--- EXERCISE OBJECTIVE ---
If a line in the data contains "SHOULD", copy it out.

--- PROVIDED ENTRIES ---
· · · · · · ·
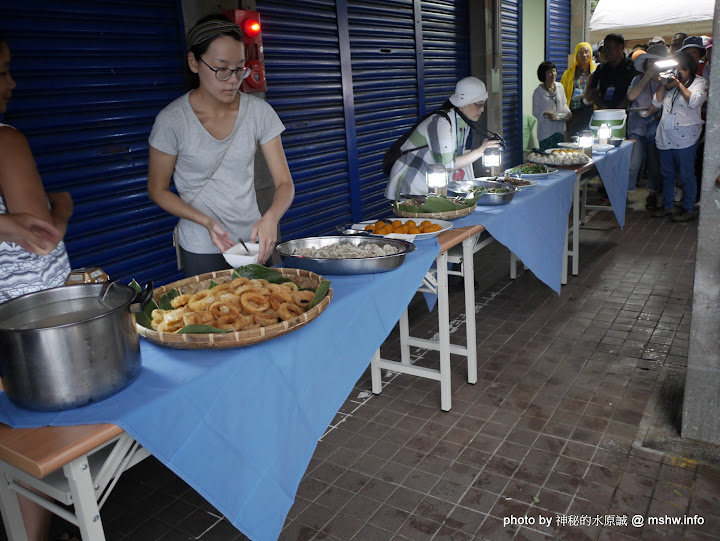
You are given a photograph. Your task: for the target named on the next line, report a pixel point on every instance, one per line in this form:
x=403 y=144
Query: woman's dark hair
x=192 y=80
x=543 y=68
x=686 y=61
· · · · · · ·
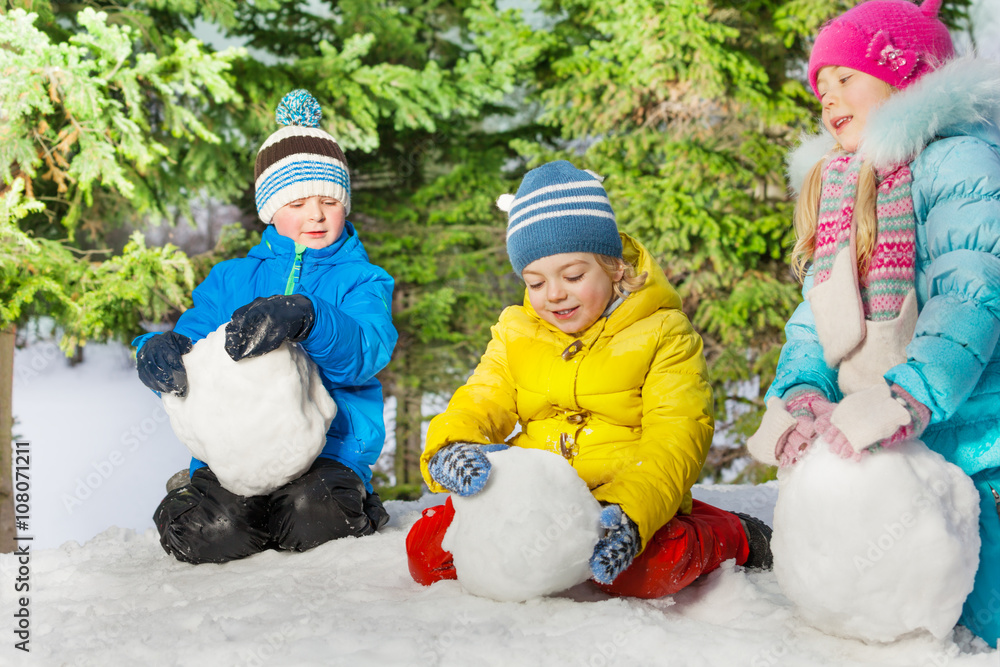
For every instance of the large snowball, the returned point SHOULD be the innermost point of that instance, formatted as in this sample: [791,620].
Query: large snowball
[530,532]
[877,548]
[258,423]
· · · · · · ·
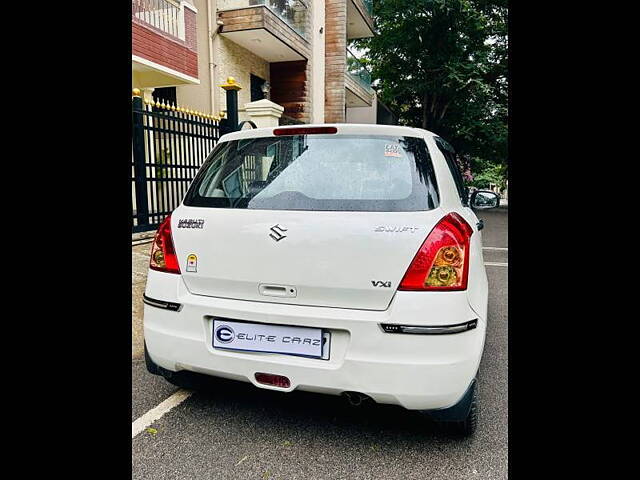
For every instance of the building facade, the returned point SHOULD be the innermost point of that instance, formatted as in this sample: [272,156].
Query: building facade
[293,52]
· · · · · · ·
--- REPLY TO THE TASK ---
For every instance of the large snowball, the returned point SHOULD be the innermost point of that instance, formatted as in this sample: [791,620].
For every instance of the building facade, the returned point SHOULD be the innermost point of that instance, formatted as in this sample: [272,156].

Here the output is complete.